İsveçli yazarlardan Türkiye'deki tutuklu gazeteciler için gösteri
İsveç'te bir grup gazeteci ve yazar, Türkiye'deki meslektaşlarının uğradığı baskıları protesto etme amacıyla bir gösteri gerçekleştirdi.
İsveç'te bir grup gazeteci ve yazar, Türkiye'deki meslektaşlarının uğradığı baskıları protesto etme amacıyla bir gösteri gerçekleştirdi.
Aralarında İsveç Yazarlar Birliği, İsveç PEN Kulubü ve Sınır Tanımayan Gazeteciler’in de bulunduğu gazeteci ve yazar örgütleri, İsveç’in başkenti Stockholm’de Türkiye’de ifade ve basın özgürlüğüne yönelik saldırıların son bulması, Aslı Erdoğan, Zana Kaya ve İnan Sarıkaya başta olmak üzere cezaevindeki tüm gazetecilerin serbest bırakılması talebiyle bir gösteri düzenledi.
Stockholm’deki Türkiye Büyükelçliği önünde gerçekleştirilen görsel ve yazılı medyanın yoğun ilgi gösterdiği gösteride konuşmalar yapan İsveç Yazarlar Birliği Başkanı Gunnar Ardelius, Uluslararası Yayıncılar Birliği (IPA) Yayıncılara Özgürlük Komitesi Başkanı ve PEN Uluslararası Sekreteri Ola Wallin, Sınır Tanımayan Gazeteciler Başkanı Jonathan Lundqvist, Journalisten Gazetesi Genel Yayın Yönetmeni Helena Giertta, Dagens Nyheter adlı günlük gazetenin Kultür Şefi Björn Wiman, Svart-Vitt Dergisi Genel Yayın Yönetmeni Kurdo Baksi, Gazeteci-Yazar Ragıp Zarakolu, Savenska Dagbladet Gazetesi Kültür Şefi Yardımcısı Anders Björkman ve aynı zamanda Türkiye’de İnsan Haklarını Destekleme Komitesi Başkanlığı görevi yürüten Hıristiyan Demokrat Parti Milletvekili Desiree Pethrus, 15 Temmmuz askeri darbe girişiminden sonra gazeteci, yazar ve aydınlar özerindeki baskıların arttığına, ülkedeki ifade özgürlüğü ve insan hakları ihlallerinin arttığına dikkat çektiler ve AKP ve Türk Hükümeti’ne girdiği yanlış yoldan geri dönmesi ve cezaevindeki tüm gazeteci ve aydınları serbest bırakması çağrıları yaptılar.

- - -

- _Yazılı alıştırma A_
Gösteri haberine göre İsveç Yazarlar Birliği'nin başkanı kimdir?
- _Yazılı alıştırma B_
Aşağıdaki ifadelerin gösteri haberiyle uyuşup uyuşmadığını belirtin. (i) Gösteri Göteborg'da düzenlendi. (ii) Ragıp Zarakolu gösteride konuşma yapanlar arasındaydı. (iii) Desiree Pethrus, Sosyal Demokrat Parti milletvekilidir.
- _Yazılı alıştırma C_
Gösteri haberinde "Aralarında İsveç Yazarlar" sözlerinden "bir gösteri düzenledi." sözlerine kadar uzanan bölümü değiştirmeden yazın.

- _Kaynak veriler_
- - -

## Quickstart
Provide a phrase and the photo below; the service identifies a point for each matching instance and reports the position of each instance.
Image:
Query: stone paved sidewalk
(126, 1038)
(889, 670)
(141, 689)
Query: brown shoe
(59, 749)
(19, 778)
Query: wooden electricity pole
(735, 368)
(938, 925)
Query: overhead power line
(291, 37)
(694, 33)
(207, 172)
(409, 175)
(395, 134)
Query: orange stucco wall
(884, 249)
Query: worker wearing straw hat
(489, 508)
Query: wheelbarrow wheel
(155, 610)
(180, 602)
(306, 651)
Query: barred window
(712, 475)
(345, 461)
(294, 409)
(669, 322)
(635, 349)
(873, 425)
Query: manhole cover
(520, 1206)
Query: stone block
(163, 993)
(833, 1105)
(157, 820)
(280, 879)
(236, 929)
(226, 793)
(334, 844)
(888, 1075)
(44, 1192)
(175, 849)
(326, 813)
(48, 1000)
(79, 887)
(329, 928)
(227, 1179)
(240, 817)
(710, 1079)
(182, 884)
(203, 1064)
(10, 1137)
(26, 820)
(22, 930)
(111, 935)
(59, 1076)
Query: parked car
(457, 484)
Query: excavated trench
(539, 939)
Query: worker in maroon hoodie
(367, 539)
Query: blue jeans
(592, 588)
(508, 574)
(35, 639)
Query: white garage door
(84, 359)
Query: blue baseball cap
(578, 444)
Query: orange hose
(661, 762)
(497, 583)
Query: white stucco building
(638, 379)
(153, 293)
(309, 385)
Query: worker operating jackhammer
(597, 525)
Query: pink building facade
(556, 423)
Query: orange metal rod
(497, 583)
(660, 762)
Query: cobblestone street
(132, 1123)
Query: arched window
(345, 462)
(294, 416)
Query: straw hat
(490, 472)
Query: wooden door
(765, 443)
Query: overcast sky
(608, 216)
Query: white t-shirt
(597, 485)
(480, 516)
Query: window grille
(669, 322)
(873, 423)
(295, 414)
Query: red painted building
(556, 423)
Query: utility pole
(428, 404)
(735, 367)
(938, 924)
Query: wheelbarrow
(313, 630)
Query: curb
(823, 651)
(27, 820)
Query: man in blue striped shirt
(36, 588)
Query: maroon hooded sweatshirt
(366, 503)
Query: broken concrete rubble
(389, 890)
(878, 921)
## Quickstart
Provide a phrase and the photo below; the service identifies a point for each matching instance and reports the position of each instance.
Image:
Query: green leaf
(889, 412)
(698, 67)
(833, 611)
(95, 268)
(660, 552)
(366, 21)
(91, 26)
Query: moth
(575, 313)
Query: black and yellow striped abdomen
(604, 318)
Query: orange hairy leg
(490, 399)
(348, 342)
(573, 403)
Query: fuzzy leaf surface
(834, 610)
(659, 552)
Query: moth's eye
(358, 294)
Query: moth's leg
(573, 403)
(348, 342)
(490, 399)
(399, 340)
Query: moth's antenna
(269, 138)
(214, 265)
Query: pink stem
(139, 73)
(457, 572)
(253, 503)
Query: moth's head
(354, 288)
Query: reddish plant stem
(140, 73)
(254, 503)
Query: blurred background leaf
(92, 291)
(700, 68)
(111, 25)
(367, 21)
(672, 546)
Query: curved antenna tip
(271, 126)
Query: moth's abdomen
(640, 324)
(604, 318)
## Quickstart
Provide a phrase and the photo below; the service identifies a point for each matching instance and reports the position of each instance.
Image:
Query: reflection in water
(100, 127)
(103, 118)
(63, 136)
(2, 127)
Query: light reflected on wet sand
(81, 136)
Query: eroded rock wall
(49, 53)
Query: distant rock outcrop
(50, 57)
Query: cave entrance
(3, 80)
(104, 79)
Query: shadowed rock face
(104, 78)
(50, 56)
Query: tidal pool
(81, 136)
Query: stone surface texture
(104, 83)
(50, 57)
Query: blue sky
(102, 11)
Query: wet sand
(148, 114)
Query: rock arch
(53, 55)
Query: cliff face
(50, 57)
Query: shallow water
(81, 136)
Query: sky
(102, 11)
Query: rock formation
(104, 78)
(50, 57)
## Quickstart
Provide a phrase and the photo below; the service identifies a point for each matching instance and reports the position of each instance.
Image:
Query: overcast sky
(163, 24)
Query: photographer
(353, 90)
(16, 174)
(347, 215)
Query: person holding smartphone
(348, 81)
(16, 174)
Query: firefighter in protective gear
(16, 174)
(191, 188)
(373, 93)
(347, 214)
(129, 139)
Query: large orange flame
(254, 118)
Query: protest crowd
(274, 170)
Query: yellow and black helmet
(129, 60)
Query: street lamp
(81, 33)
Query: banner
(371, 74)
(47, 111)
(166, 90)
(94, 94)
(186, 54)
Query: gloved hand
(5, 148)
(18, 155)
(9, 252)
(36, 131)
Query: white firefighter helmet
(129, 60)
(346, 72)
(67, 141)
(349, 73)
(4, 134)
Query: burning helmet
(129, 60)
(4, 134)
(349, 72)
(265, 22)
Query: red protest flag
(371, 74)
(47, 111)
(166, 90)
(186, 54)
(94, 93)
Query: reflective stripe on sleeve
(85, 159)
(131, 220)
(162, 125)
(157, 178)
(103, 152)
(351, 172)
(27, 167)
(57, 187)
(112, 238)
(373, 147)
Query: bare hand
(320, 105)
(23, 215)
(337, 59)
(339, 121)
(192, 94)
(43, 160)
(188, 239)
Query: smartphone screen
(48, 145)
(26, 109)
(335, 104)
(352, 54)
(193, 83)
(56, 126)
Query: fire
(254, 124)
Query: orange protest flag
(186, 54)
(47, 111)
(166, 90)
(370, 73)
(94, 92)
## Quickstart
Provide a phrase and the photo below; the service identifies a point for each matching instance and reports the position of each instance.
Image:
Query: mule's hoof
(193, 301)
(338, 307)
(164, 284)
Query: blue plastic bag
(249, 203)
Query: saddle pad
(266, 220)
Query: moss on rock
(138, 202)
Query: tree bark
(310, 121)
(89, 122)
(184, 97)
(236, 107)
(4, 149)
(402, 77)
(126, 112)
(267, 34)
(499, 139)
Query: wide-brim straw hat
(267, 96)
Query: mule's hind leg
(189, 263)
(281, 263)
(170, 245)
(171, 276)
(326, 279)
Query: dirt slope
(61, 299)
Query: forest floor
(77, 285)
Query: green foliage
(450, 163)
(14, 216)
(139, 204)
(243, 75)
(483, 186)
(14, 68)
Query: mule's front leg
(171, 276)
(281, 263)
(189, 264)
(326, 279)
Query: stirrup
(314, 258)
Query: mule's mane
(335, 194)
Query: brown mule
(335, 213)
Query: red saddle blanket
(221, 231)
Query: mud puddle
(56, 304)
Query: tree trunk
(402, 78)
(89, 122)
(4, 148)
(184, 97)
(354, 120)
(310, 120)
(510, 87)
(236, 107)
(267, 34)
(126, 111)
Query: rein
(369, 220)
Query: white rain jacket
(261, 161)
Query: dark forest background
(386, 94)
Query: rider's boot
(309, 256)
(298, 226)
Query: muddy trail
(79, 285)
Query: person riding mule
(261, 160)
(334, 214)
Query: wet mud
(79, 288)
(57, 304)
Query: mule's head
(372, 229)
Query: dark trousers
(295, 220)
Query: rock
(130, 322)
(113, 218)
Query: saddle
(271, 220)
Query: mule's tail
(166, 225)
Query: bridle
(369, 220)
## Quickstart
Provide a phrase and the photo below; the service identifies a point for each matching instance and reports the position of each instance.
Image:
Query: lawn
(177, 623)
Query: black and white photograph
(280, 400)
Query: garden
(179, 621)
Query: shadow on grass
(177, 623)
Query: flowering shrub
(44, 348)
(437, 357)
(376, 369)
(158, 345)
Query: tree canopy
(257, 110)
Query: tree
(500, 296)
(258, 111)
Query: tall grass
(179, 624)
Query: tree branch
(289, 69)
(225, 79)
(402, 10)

- - -

- _Yazılı çözüm A_
Gunnar Ardelius

- _Yazılı çözüm B_
(i) Hayır: "İsveç’in başkenti Stockholm’de"
(ii) Evet: "Gazeteci-Yazar Ragıp Zarakolu"
(iii) Hayır: "Hıristiyan Demokrat Parti Milletvekili Desiree Pethrus"

- _Yazılı çözüm C_
Aralarında İsveç Yazarlar Birliği, İsveç PEN Kulubü ve Sınır Tanımayan Gazeteciler’in de bulunduğu gazeteci ve yazar örgütleri, İsveç’in başkenti Stockholm’de Türkiye’de ifade ve basın özgürlüğüne yönelik saldırıların son bulması, Aslı Erdoğan, Zana Kaya ve İnan Sarıkaya başta olmak üzere cezaevindeki tüm gazetecilerin serbest bırakılması talebiyle bir gösteri düzenledi.